Who Believes in Climate Change? Insurance Companies..

New York Times writers invited readers to submit their experience with climate related Home Insurance costs.

Claire Brown of the New York Times (via email):

We heard many horror stories about rate increases in places like Florida and California, where insurance markets have been turbulent for years. But we also heard similar anecdotes out of states like Ohio, Maryland and Massachusetts, where disasters are less frequent but homeowners say they’re seeing rates climb by 30 percent or more year after year.

A condo owner in Texas, a Dallas senior on a fixed income, said that her annual premium jumped to $1,239 in 2024, a 63 percent rise from the year prior, with no increase in coverage.

In Minnesota, a homeowner’s rates are set to jump up to between $6,000 and $8,000 after their insurer stopped offering coverage. They previously paid $3,300.

In the Colorado mountains, one reader saw their premiums climb to $8,600 last year, a more than a threefold increase over the past 15 years. They switched insurers.

A homeowner in New Orleans said their total home insurance costs, including flood protection, had jumped to about $21,100 a year, up from $3,800 in 2015.

One clear theme: Readers say insurance companies are not providing clear or detailed explanations for rising rates, and a lot of people feel as if they’re paying for someone else’s risk.

“It is as though we are being held up by the mafia,” wrote one Minnesota reader who saw rates for a small homeowners’ association more than triple since 2021. “We have to have insurance, but the coverage we have is abysmal.”

Many of you described a fear that making a claim — that is, using insurance for its intended purpose — could prompt an insurer to stop offering coverage.

Several readers wrote in with stories about sticking with an insurance company for decades only to be dropped after making a single claim. Often, this meant switching to a new provider with much higher premiums.

Others are paying for home repairs out of pocket, in some cases spending thousands of dollars just to avoid insurance headaches.

### Given information
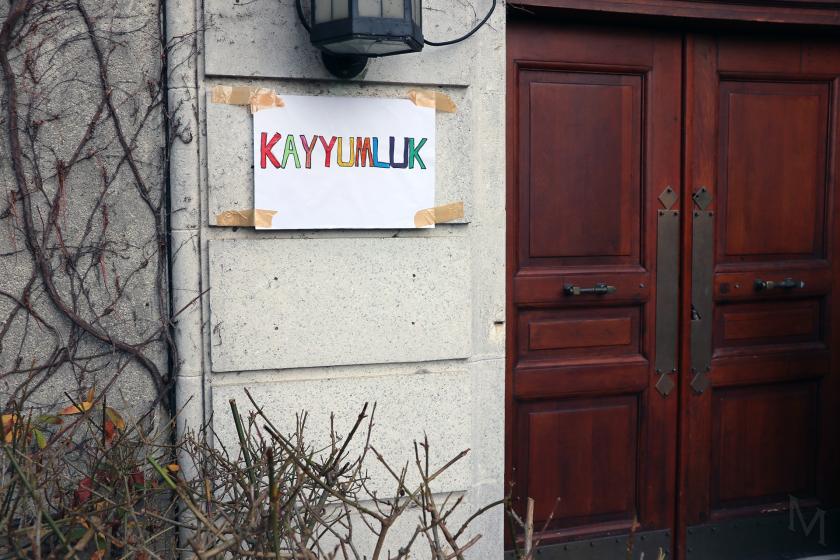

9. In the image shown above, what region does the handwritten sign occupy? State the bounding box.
[254,95,435,229]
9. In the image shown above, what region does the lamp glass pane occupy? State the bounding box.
[330,0,350,19]
[382,0,406,19]
[359,0,382,17]
[314,0,332,23]
[329,39,408,56]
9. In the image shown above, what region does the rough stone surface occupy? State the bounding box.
[199,0,505,560]
[0,0,167,415]
[210,235,470,372]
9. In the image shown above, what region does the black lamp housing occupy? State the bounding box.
[309,0,423,78]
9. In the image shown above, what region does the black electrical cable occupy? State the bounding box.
[295,0,496,47]
[423,0,496,47]
[295,0,312,33]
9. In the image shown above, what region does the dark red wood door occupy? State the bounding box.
[507,21,682,543]
[506,20,840,560]
[680,35,840,556]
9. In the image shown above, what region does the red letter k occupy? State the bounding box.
[260,132,280,169]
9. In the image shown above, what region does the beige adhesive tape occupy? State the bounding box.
[414,202,464,227]
[210,86,285,113]
[216,209,277,227]
[408,89,455,113]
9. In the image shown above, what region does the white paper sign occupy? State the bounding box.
[254,95,435,229]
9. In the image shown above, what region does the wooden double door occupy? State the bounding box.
[506,20,840,560]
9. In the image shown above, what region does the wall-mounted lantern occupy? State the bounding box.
[296,0,496,79]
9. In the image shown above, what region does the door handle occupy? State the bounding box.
[563,282,615,296]
[754,278,805,292]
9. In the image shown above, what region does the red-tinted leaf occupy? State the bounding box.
[73,477,93,506]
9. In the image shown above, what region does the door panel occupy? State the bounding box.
[506,20,840,560]
[507,22,681,543]
[679,31,840,558]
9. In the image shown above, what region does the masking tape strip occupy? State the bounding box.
[211,86,285,113]
[408,89,456,113]
[414,202,464,227]
[216,209,277,228]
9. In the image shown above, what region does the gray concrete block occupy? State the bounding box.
[209,235,471,372]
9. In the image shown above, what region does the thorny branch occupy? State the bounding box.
[0,0,192,408]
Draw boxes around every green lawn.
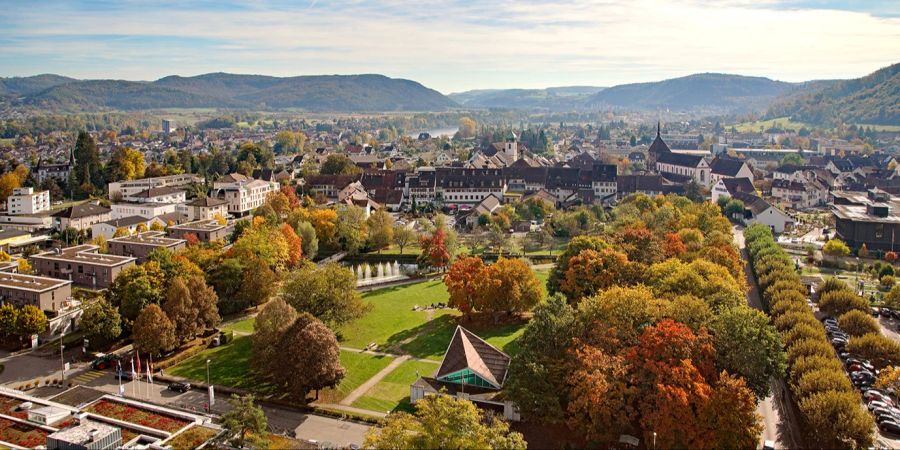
[319,350,394,403]
[339,280,459,348]
[168,336,393,401]
[353,360,438,412]
[222,316,256,333]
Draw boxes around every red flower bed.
[0,419,50,448]
[85,399,191,433]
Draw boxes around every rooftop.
[0,272,72,292]
[109,231,185,247]
[32,244,135,267]
[169,219,228,231]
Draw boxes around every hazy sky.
[0,0,900,93]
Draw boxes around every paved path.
[340,355,409,406]
[733,227,800,449]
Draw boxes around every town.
[0,0,900,450]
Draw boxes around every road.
[79,372,371,447]
[733,227,801,449]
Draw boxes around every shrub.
[838,310,881,336]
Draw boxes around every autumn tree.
[250,298,297,376]
[366,209,394,253]
[363,395,526,450]
[281,263,371,326]
[391,224,418,255]
[222,394,269,449]
[132,304,178,355]
[273,313,347,399]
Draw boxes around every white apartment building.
[6,187,50,216]
[108,173,203,200]
[214,179,278,216]
[110,203,178,220]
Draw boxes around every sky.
[0,0,900,94]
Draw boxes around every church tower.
[503,131,519,164]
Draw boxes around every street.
[732,227,800,449]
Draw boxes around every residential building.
[6,187,50,216]
[109,202,178,220]
[107,173,203,200]
[710,178,756,203]
[409,326,520,421]
[212,178,278,216]
[31,244,136,289]
[53,203,112,231]
[91,216,166,240]
[122,186,187,203]
[185,197,228,221]
[168,219,233,242]
[0,272,72,312]
[734,192,795,234]
[831,189,900,251]
[107,231,187,263]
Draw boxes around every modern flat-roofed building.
[185,197,228,221]
[6,187,50,216]
[0,272,72,312]
[169,219,232,242]
[53,203,112,231]
[31,244,137,289]
[107,231,187,263]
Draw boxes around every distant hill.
[587,73,799,113]
[448,86,604,111]
[0,73,457,112]
[766,63,900,125]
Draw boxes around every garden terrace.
[84,398,192,434]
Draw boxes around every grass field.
[168,336,393,401]
[222,316,256,333]
[352,360,438,412]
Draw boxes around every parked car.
[878,420,900,434]
[168,381,191,394]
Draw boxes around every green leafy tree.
[281,263,371,327]
[81,299,122,341]
[363,395,526,449]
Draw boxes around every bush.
[838,310,881,336]
[819,289,870,317]
[847,332,900,369]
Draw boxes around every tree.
[81,299,122,341]
[16,305,50,336]
[250,298,298,376]
[294,222,319,260]
[274,313,347,399]
[222,394,269,449]
[279,223,303,267]
[799,391,875,448]
[391,224,418,255]
[838,310,881,336]
[822,239,850,258]
[281,263,371,327]
[444,256,488,314]
[712,305,785,398]
[363,395,526,449]
[700,372,763,448]
[132,304,177,355]
[559,248,637,303]
[504,295,576,422]
[335,205,369,255]
[0,303,19,336]
[366,209,394,253]
[319,153,360,175]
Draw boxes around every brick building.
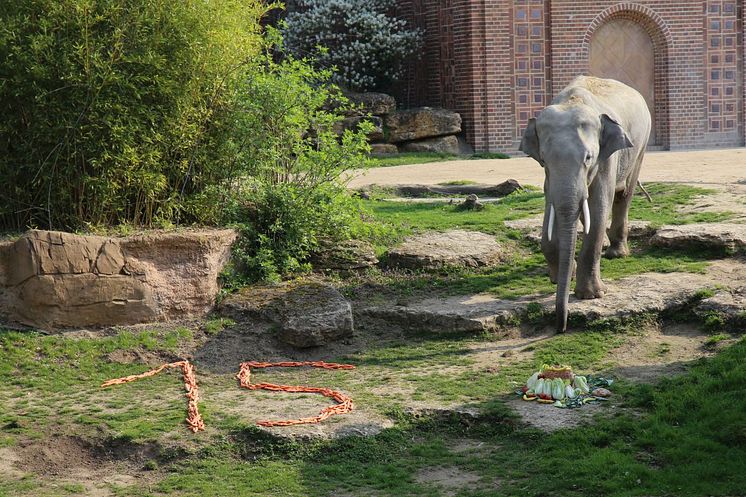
[398,0,746,151]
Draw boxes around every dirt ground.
[349,148,746,188]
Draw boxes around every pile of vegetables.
[520,364,612,407]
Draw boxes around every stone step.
[650,223,746,251]
[356,260,746,333]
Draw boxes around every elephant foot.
[549,261,577,285]
[604,242,629,259]
[575,280,606,299]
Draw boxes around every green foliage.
[0,0,267,230]
[284,0,420,90]
[218,56,369,281]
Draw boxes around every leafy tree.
[284,0,420,90]
[0,0,268,230]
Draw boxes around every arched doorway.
[589,18,659,145]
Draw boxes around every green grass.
[0,328,192,440]
[365,190,544,236]
[370,152,510,167]
[0,320,746,497]
[112,340,746,497]
[629,183,733,227]
[344,184,730,298]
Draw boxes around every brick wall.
[399,0,746,151]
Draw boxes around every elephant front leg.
[604,191,632,259]
[541,206,575,284]
[604,151,644,259]
[575,187,611,299]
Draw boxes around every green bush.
[284,0,421,90]
[219,50,370,280]
[0,0,267,230]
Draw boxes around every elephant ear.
[518,117,544,167]
[598,114,633,160]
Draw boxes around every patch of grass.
[705,333,731,348]
[629,183,733,226]
[702,311,725,332]
[469,152,510,160]
[370,152,510,167]
[119,340,746,497]
[365,190,544,238]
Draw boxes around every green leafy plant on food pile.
[283,0,420,90]
[0,0,273,231]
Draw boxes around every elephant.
[519,76,651,332]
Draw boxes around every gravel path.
[350,148,746,188]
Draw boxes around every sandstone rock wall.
[0,230,236,329]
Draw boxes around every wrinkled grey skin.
[520,76,651,331]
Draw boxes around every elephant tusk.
[583,198,591,235]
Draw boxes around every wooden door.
[590,19,656,145]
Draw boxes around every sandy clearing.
[349,148,746,188]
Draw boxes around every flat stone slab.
[388,230,502,269]
[358,260,746,333]
[220,282,353,348]
[651,223,746,250]
[0,230,237,330]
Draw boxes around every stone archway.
[589,18,658,145]
[582,2,673,149]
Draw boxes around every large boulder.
[388,230,502,269]
[400,135,460,155]
[334,116,383,141]
[385,107,461,143]
[311,240,378,271]
[344,92,396,116]
[651,223,746,251]
[0,230,236,329]
[220,281,353,348]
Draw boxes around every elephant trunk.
[555,200,580,331]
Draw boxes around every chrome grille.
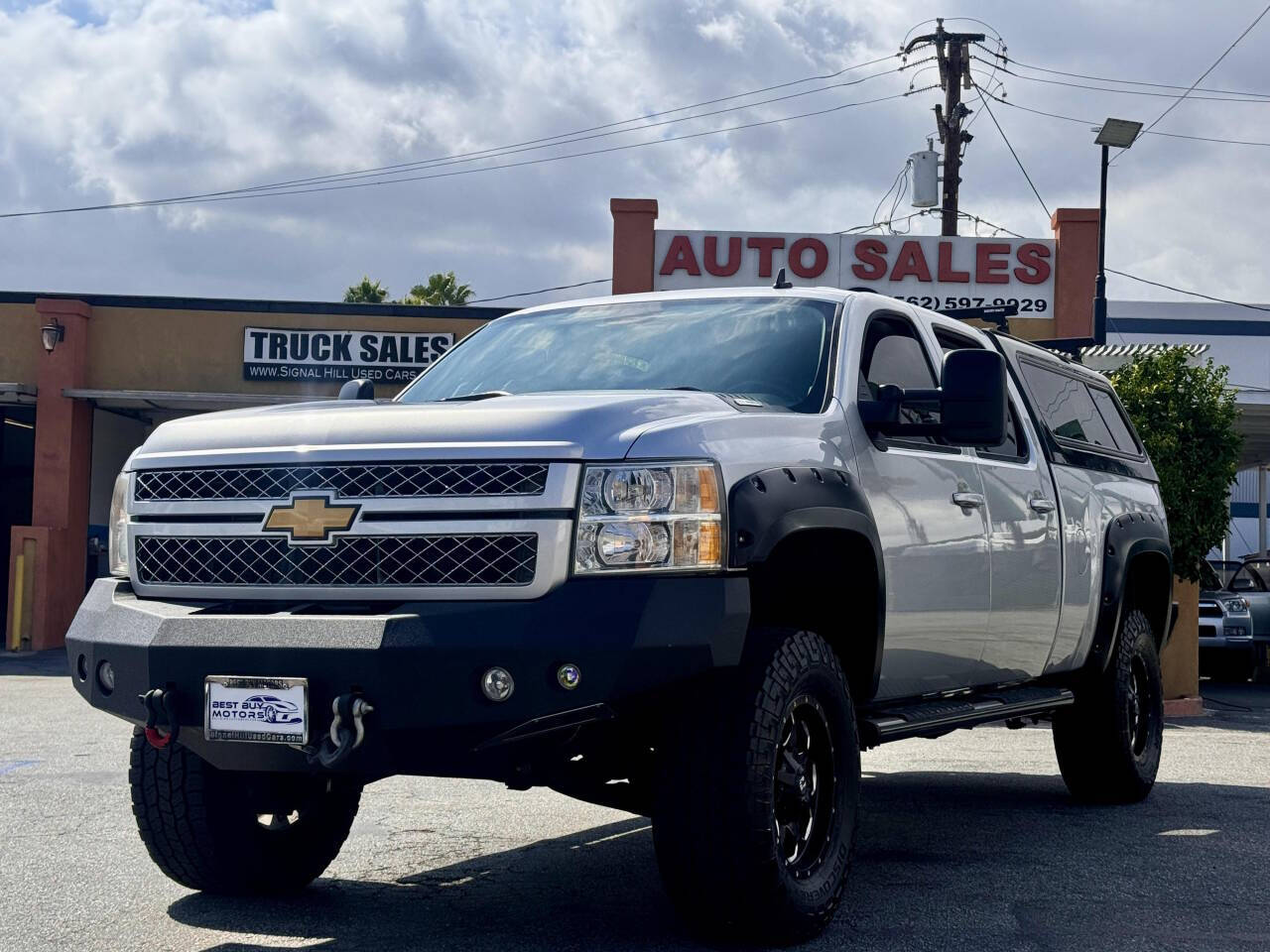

### Stated task 1
In the piece on rising home insurance costs, what was the Dallas condo owner's annual premium in 2024?
### Stated task 2
Resume the piece on rising home insurance costs from the point where it stops.

### Expected output 1
$1,239

### Expected output 2
“I honestly doubt that insurance will cover anything without a fight, but I still feel it is better to have insurance than not,” one Floridian wrote. “We do not ever put in any claims for anything that we can reasonably cover ourselves in order to reduce the risk of being dropped.”

Deductibles are creeping upward, especially for wind damage

When we mapped rising insurance premiums across the country, the numbers captured the total rates homeowners are paying. But they didn’t tell us anything about the plans these premiums are actually buying.

Readers wrote in to tell us that even as their premiums rise, the underlying plans are offering less coverage. Think of it as shrinkflation for the insurance market.

“Make a claim and you are penalized. There is a ‘windstorm deductible’ of 5 percent,” wrote one reader from New Rochelle, N.Y. “You know who believes in climate change? Insurance companies!”

Guardian:

Zillow, the US’s largest real estate listing site, has removed a feature that allowed people to view a property’s exposure to the climate crisis, following complaints from the industry and some homeowners that it was hurting sales.

In September last year, the online real estate marketplace introduced a toolshowing the individual risk of wildfire, flood, extreme heat, wind and poor air quality for 1m properties it lists, explaining that “climate risks are now a critical factor in home-buying decisions” for many Americans.

But Zillow has now deleted this climate index after complaints from real estate agents and some homeowners that the rankings appeared arbitrary, could not be challenged and harmed house sales. The complaints included those from the California Regional Multiple Listing Service, which oversees a database of property data that Zillow relies upon.

Zillow said it remains committed to help Americans make informed decisions about properties, with listings now containing outbound links to the website of First Street, the non-profit climate risk quantifier that had provided the on-site tool to Zillow.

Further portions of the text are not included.